(Labeled-object pointing items)

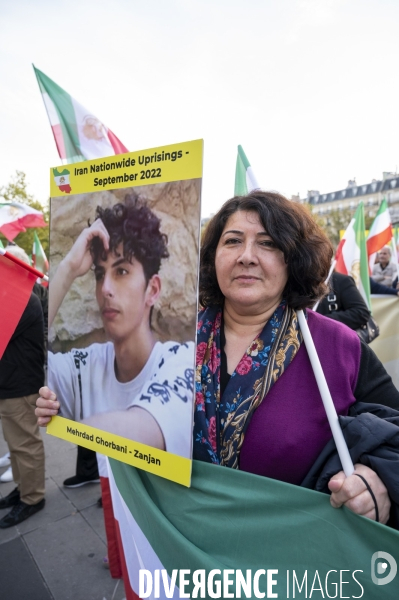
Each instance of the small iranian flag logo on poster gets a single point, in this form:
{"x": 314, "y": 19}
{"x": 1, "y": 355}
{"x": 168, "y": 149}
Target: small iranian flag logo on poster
{"x": 61, "y": 179}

## Task instructions
Render every line of the items above as a Markdown table with the columns Row and Line, one row number and one line per row, skipping blank lines. Omit the pictures from the output.

## Result of the task
| Row | Line |
|---|---|
| 1 | Each instance of the small iranian flag logo on poster gets a single point, in this form: |
| 2 | {"x": 314, "y": 19} |
| 3 | {"x": 1, "y": 355} |
| 4 | {"x": 168, "y": 149} |
| 5 | Target: small iranian flag logo on poster |
| 6 | {"x": 61, "y": 179} |